## Task instructions:
Could you copy these rows out line for line, changing nothing?

** start **

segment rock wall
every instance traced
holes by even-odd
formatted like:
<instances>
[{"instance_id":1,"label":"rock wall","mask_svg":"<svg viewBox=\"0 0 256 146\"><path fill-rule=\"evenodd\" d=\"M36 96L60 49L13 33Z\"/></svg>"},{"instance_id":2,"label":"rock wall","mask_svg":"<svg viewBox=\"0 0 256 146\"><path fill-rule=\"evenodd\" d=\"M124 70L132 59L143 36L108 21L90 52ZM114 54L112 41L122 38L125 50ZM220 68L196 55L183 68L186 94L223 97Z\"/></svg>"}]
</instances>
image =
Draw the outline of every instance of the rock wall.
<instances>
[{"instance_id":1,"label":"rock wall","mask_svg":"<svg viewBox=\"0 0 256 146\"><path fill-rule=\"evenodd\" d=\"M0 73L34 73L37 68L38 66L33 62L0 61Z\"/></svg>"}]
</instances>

** end **

## Task solution:
segment rock wall
every instance traced
holes by even-odd
formatted like:
<instances>
[{"instance_id":1,"label":"rock wall","mask_svg":"<svg viewBox=\"0 0 256 146\"><path fill-rule=\"evenodd\" d=\"M36 96L60 49L13 33Z\"/></svg>"},{"instance_id":2,"label":"rock wall","mask_svg":"<svg viewBox=\"0 0 256 146\"><path fill-rule=\"evenodd\" d=\"M124 70L132 59L143 36L108 21L90 52ZM114 54L112 41L122 38L125 50ZM220 68L196 55L183 68L186 94L223 97Z\"/></svg>"}]
</instances>
image =
Draw the outline of every instance of the rock wall.
<instances>
[{"instance_id":1,"label":"rock wall","mask_svg":"<svg viewBox=\"0 0 256 146\"><path fill-rule=\"evenodd\" d=\"M0 73L34 73L37 68L38 66L33 62L0 61Z\"/></svg>"}]
</instances>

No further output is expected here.